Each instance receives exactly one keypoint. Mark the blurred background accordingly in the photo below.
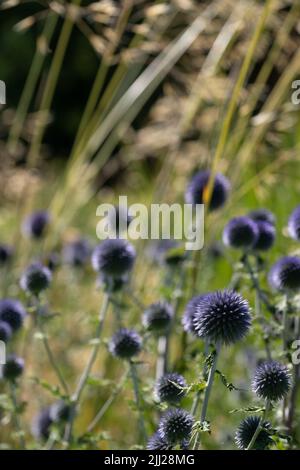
(133, 97)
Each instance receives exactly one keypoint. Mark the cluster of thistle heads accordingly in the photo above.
(219, 318)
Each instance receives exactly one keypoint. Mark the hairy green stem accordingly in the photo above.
(16, 416)
(259, 426)
(208, 389)
(108, 402)
(31, 82)
(50, 355)
(87, 370)
(135, 383)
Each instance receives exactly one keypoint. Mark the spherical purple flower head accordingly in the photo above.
(294, 224)
(266, 236)
(60, 411)
(222, 317)
(195, 193)
(189, 313)
(271, 381)
(113, 258)
(241, 233)
(262, 215)
(175, 425)
(12, 312)
(5, 254)
(36, 278)
(5, 331)
(170, 388)
(77, 253)
(41, 426)
(35, 225)
(158, 316)
(246, 430)
(125, 343)
(12, 369)
(157, 443)
(284, 275)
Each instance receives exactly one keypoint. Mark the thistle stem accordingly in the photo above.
(259, 426)
(208, 389)
(135, 383)
(51, 358)
(162, 356)
(84, 377)
(48, 350)
(16, 416)
(108, 403)
(196, 400)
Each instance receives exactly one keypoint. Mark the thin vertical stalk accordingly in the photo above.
(196, 400)
(162, 356)
(31, 82)
(295, 387)
(16, 416)
(208, 389)
(50, 356)
(87, 370)
(233, 103)
(135, 383)
(108, 403)
(259, 426)
(51, 83)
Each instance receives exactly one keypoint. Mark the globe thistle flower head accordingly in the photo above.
(271, 381)
(240, 233)
(222, 317)
(195, 192)
(112, 284)
(13, 313)
(170, 388)
(36, 278)
(266, 236)
(35, 224)
(5, 331)
(125, 344)
(189, 314)
(262, 215)
(246, 431)
(41, 426)
(113, 258)
(175, 425)
(157, 443)
(77, 253)
(284, 275)
(60, 411)
(294, 224)
(158, 316)
(6, 253)
(12, 369)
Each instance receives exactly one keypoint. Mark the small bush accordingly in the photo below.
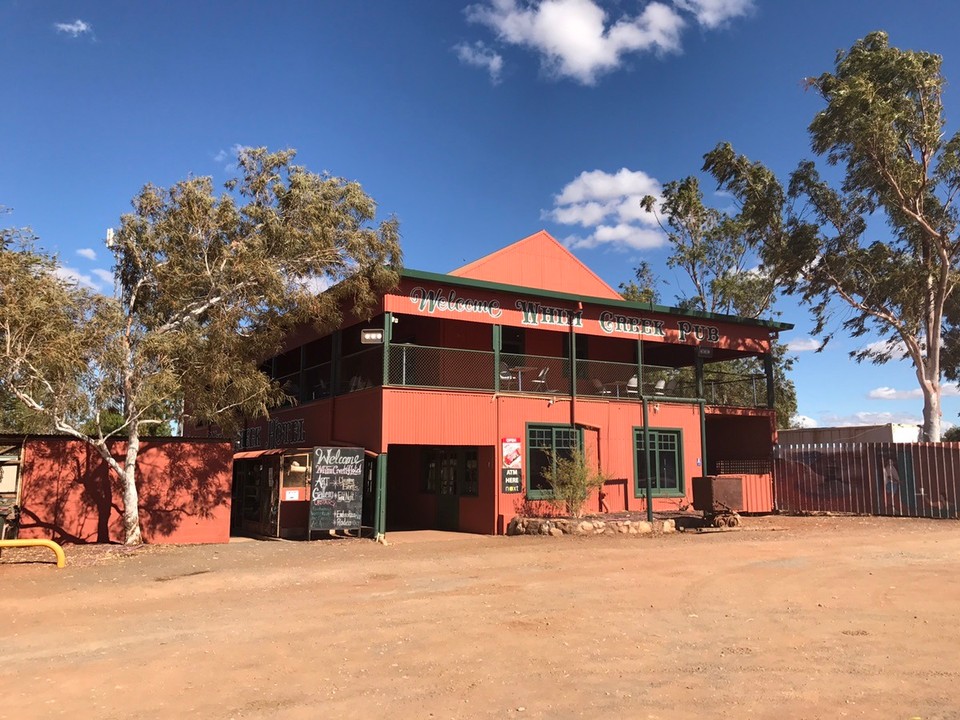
(572, 482)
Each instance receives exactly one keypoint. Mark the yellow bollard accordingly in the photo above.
(57, 550)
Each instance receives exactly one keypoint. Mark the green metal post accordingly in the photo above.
(703, 437)
(387, 337)
(701, 385)
(646, 458)
(380, 509)
(768, 371)
(497, 334)
(336, 345)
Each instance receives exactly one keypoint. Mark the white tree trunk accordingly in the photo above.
(131, 498)
(931, 413)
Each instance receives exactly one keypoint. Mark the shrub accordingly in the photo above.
(572, 482)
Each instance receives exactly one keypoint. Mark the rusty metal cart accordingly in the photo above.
(719, 498)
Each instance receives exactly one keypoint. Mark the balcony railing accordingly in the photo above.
(420, 366)
(456, 369)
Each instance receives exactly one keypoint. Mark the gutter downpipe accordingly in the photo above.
(573, 369)
(646, 456)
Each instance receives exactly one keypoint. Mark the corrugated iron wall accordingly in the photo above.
(898, 479)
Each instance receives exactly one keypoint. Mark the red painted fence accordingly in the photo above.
(899, 479)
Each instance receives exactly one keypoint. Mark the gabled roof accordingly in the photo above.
(538, 261)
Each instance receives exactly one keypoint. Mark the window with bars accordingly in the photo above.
(664, 461)
(450, 471)
(544, 445)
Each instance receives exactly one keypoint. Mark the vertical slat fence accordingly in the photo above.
(895, 479)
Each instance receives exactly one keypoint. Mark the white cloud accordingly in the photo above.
(803, 345)
(228, 158)
(105, 275)
(712, 14)
(608, 205)
(886, 393)
(870, 418)
(577, 39)
(73, 275)
(74, 29)
(479, 55)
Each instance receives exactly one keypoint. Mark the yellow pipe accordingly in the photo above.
(57, 550)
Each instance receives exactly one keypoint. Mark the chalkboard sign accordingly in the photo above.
(336, 495)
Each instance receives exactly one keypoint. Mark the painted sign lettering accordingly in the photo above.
(702, 333)
(431, 301)
(613, 323)
(533, 313)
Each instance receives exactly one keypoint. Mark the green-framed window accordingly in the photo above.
(665, 458)
(450, 471)
(546, 443)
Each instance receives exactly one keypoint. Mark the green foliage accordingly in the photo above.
(644, 287)
(208, 286)
(714, 251)
(883, 125)
(952, 434)
(572, 481)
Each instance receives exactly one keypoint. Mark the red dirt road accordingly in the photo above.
(787, 618)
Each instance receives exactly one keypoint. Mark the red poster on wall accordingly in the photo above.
(511, 462)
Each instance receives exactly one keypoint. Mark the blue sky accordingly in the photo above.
(475, 123)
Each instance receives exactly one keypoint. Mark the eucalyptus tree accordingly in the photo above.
(207, 286)
(875, 253)
(710, 248)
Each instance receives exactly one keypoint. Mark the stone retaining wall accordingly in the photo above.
(587, 526)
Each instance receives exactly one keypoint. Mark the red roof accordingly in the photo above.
(540, 262)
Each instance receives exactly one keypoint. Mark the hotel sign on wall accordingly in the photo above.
(536, 314)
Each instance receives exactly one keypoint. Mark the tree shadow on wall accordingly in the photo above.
(70, 495)
(67, 492)
(181, 482)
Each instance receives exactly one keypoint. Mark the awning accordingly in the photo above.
(250, 454)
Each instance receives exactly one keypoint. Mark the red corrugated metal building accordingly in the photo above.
(488, 372)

################

*What you have to do*: Return only the lines running from the line with "Each instance receives exactly one keypoint. Mark the stone" to the last line of the records, both included, exactly as written.

*Output for this task*:
Each instance receives exactly one keypoint. Mark the stone retaining wall accordingly in the photo above.
(587, 526)
Each instance receives exactly one keypoint. Mark the red roof accordingly in the photo above.
(540, 262)
Each instance receives exactly one keypoint. Mark the hotel sign on wall accordingly in the photo above.
(536, 314)
Each instance receives exactly one keypoint. Mark the tree shadow on wall accordingly in the photo above.
(70, 495)
(67, 492)
(181, 482)
Each instance receives exactly one keypoint. Mark the awning accordingly in the photo above.
(250, 454)
Each instance receives exactly one keypoint. Mark the red corrugated metal building accordingly in the photo above.
(488, 372)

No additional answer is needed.